→ EXCERPTED TEXT:
----
[U-Boot] [RFC] Review of U-Boot timer API

Wolfgang Denk wd at denx.de
Wed May 25 07:17:23 CEST 2011


Dear "J. William Campbell",

In message <4DDC31EB.6040609 at comcast.net> you wrote:
...
> A tick is defined as the smallest increment of system time as measured by a
> computer system (seehttp://en.wikipedia.org/wiki/System_time):
> 
> 	System time is measured by a system clock, which is typically
> 	implemented as a simple count of the number of ticks that have
> 	transpired since some arbitrary starting date, called the
> 	epoch.
> 
> Unfortunately, this definition is obsolete, and has been for quite some 

Do you have any proof for such a claim?

> years.  When computers had a single timer, the above definition worked, 
> but it no longer does, as many (most?) computers have several hardware 
> timers. A "tick" today is the time increment of any particular timer of 
> a computer system. So, when one writes a function called get_ticks on a 
> PPC, does one mean read the decrementer, or does one read the RTC or 
> does one read the TB register(s) A similar situation exists on the 
> Blackfin BF531/2/3, that has a preformance counter, a real-time clock, 
> and three programmable timers. Which tick do you want? For each u-boot 

Please re-read the definition.  At least as far as U-Boot and Linux
are concerned, there is only a single clock source used to implement
the _system_time_.  And I doubt that other OS do different.
----
In the mailing-list message about the U-Boot timer API, what timing hardware does the Blackfin BF531/2/3 have?
----
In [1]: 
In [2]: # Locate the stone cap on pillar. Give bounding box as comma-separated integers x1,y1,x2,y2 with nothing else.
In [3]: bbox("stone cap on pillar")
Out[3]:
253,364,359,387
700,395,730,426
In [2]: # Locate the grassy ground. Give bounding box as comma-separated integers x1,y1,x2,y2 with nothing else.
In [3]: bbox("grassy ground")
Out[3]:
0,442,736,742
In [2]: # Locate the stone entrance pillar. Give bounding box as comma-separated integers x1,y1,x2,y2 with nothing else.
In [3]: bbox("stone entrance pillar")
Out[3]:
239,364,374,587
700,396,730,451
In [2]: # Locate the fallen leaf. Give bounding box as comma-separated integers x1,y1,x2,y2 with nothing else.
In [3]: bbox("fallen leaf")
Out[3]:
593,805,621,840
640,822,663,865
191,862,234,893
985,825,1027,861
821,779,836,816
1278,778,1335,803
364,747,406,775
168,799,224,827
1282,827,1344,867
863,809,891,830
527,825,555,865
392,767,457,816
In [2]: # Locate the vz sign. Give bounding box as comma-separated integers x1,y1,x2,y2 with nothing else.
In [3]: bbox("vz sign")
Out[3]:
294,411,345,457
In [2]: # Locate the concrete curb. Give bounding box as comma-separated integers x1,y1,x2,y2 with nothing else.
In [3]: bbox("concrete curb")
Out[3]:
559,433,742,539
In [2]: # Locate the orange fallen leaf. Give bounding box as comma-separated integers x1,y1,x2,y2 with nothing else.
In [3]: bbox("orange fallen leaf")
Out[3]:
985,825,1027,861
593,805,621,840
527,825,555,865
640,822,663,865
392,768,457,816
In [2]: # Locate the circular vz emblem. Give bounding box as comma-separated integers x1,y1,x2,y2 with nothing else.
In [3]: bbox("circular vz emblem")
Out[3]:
----
→ FINISHED TASK: It has a performance counter, a real-time clock, and three programmable timers.